* start Entries supplied *
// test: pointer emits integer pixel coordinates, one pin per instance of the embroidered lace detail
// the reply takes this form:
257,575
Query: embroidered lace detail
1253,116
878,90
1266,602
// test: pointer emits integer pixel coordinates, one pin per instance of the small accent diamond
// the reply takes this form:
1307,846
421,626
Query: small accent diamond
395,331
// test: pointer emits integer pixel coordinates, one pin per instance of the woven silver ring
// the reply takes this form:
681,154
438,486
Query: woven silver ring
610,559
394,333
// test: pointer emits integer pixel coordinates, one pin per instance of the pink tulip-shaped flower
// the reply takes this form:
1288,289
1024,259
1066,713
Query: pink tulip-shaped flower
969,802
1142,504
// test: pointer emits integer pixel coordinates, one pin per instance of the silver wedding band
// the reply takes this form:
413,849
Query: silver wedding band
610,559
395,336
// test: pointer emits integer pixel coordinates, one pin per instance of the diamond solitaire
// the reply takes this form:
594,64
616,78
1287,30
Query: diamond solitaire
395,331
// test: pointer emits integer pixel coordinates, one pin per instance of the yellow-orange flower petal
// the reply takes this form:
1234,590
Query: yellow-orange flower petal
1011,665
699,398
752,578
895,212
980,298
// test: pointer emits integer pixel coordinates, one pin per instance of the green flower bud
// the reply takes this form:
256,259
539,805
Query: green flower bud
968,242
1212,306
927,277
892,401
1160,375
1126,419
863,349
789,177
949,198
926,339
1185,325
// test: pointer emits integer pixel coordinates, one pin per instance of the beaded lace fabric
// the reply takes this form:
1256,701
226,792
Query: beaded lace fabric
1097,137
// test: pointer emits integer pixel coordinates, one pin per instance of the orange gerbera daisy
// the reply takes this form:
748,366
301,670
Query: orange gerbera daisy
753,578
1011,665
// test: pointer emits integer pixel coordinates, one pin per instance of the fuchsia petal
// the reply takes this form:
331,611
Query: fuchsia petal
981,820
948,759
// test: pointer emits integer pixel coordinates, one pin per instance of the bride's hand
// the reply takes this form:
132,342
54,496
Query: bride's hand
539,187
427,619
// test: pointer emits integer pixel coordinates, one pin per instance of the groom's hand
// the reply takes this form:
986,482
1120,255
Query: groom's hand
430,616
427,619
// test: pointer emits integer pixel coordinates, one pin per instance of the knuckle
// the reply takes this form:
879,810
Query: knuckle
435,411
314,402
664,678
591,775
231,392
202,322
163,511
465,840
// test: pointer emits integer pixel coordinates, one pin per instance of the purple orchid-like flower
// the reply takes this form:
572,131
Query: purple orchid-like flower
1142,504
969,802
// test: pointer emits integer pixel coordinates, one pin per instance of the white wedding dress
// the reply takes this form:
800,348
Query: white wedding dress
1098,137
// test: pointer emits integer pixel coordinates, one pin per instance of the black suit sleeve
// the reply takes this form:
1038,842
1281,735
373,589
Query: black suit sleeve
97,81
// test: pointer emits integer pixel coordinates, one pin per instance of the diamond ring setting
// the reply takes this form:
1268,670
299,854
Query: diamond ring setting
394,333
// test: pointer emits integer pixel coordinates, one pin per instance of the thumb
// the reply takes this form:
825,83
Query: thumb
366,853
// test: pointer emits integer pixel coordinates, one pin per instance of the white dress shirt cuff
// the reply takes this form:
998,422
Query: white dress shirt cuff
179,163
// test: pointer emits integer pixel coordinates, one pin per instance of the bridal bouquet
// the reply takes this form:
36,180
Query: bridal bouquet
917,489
* end Entries supplied *
* start Entries supplied *
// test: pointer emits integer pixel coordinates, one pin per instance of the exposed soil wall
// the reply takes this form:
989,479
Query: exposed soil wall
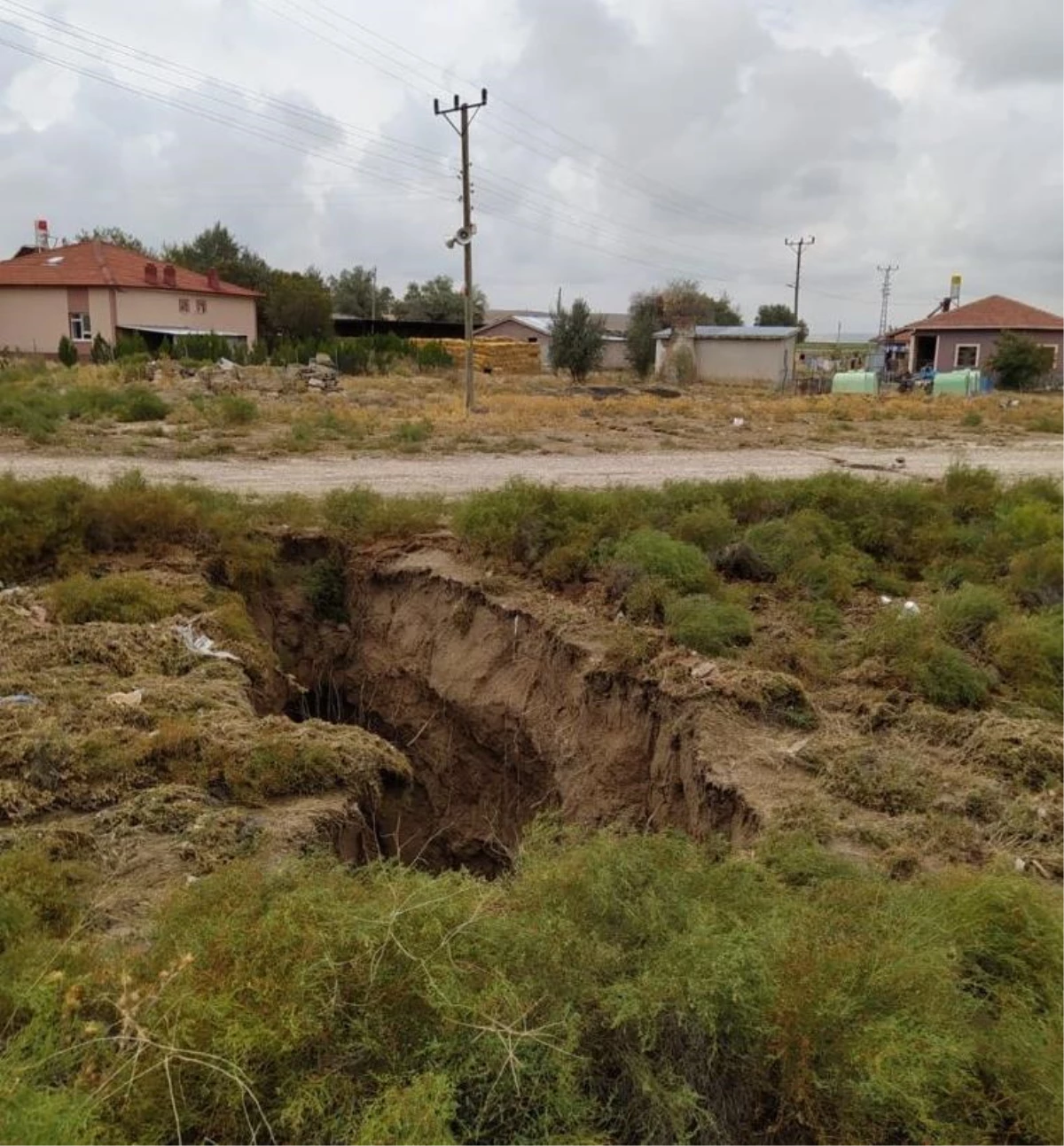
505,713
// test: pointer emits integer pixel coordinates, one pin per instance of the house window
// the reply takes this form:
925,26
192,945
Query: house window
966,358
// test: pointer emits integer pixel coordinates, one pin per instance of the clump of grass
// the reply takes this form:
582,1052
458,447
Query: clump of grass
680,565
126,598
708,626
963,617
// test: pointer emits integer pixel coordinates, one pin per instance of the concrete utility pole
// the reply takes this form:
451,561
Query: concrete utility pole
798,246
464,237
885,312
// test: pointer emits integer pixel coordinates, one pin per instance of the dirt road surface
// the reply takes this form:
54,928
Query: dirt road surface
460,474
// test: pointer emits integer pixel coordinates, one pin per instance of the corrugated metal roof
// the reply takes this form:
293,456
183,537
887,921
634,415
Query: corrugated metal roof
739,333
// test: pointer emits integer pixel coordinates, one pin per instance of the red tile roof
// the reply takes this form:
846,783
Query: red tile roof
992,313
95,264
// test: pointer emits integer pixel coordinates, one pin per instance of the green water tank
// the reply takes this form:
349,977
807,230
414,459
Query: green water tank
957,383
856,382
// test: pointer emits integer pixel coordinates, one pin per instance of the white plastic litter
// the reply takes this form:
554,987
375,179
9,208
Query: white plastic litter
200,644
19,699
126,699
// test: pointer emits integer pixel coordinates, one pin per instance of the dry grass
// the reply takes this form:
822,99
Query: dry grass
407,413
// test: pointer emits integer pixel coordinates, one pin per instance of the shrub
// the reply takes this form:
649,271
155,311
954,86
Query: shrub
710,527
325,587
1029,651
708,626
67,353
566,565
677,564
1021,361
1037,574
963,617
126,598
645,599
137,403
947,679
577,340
* end Entries supplied *
Your goal: Locate every line in the material above that contains the string "shirt" and copy each one out, treating uppercase and lowercase letters as different.

Task solution:
// test: pointer emits integer pixel coordinates, one pin per instance of the white dress shirt cuff
Query: white dress shirt cuff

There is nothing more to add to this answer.